# Fliegenfischen mit dem Bellyboat in Holland



## platzmann (16. Februar 2017)

Hallo zusammen,

mir erzählte letztlich jemand das es in den Niederlanden See´n gibt, die einen guten Forellenbestand aufweisen und die man mit dem Bellyboat befahren darf. Er erzählte mir zwar von zwei Seen, ich habe aber die Namen vergessen |kopfkrat 
Forensuche und Internetrecherche sind erfolglos geblieben. Kennt zufällig jemand einen solchen See? Ich würde gerne mal das Fliegenfischen mit dem Bellyboat testen, am liebsten natürlich auf Forellen.

Danke und Grüße,
Stefan


----------



## Lommel (17. Februar 2017)

*AW: Fliegenfischen mit dem Bellyboat in Holland*

ja gibt es.
https://www.derondebleek.nl/

Das sind zwei Baggerseen. Der eine ist ein Karpfengewässer und der andere das Vliegvissermeer. Toller Bestand an Forellen Bellyboat kann man mieten.

Aaaber Billig ist anders

Trotzdem viel Spass


----------



## platzmann (17. Februar 2017)

*AW: Fliegenfischen mit dem Bellyboat in Holland*

Danke für den Link, das sieht ja super aus da und ist schon fast gebucht ;-) Günstig ist es wirklich nicht, aber man fährt ja auch nicht alle Tage da hin.

Grüße,
Stefan


----------



## Ralli R (17. Februar 2017)

++++

Gib den Forenthread oben zum Fliegenfischen mit dem Bellyboat in Holland vollständig und wortgetreu wieder.

:: Erfasste Daten ::
++++

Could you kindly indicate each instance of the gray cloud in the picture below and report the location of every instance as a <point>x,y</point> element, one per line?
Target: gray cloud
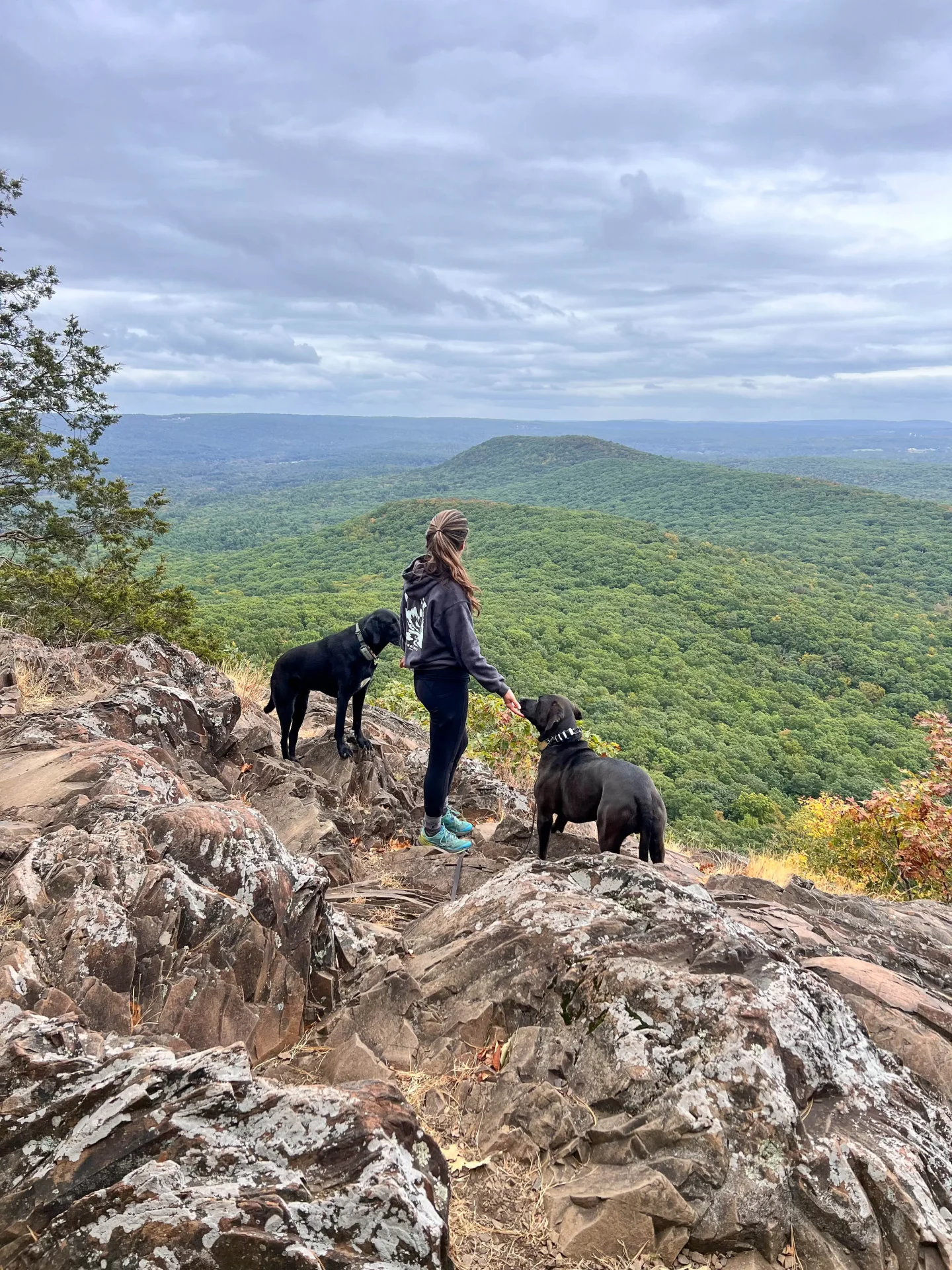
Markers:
<point>731,208</point>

++++

:: Lösung der Aufgabe ::
# Fliegenfischen mit dem Bellyboat in Holland



## platzmann (16. Februar 2017)

Hallo zusammen,

mir erzählte letztlich jemand das es in den Niederlanden See´n gibt, die einen guten Forellenbestand aufweisen und die man mit dem Bellyboat befahren darf. Er erzählte mir zwar von zwei Seen, ich habe aber die Namen vergessen |kopfkrat 
Forensuche und Internetrecherche sind erfolglos geblieben. Kennt zufällig jemand einen solchen See? Ich würde gerne mal das Fliegenfischen mit dem Bellyboat testen, am liebsten natürlich auf Forellen.

Danke und Grüße,
Stefan


----------



## Lommel (17. Februar 2017)

*AW: Fliegenfischen mit dem Bellyboat in Holland*

ja gibt es.
https://www.derondebleek.nl/

Das sind zwei Baggerseen. Der eine ist ein Karpfengewässer und der andere das Vliegvissermeer. Toller Bestand an Forellen Bellyboat kann man mieten.

Aaaber Billig ist anders

Trotzdem viel Spass


----------



## platzmann (17. Februar 2017)

*AW: Fliegenfischen mit dem Bellyboat in Holland*

Danke für den Link, das sieht ja super aus da und ist schon fast gebucht ;-) Günstig ist es wirklich nicht, aber man fährt ja auch nicht alle Tage da hin.

Grüße,
Stefan


----------



## Ralli R (17. Februar 2017)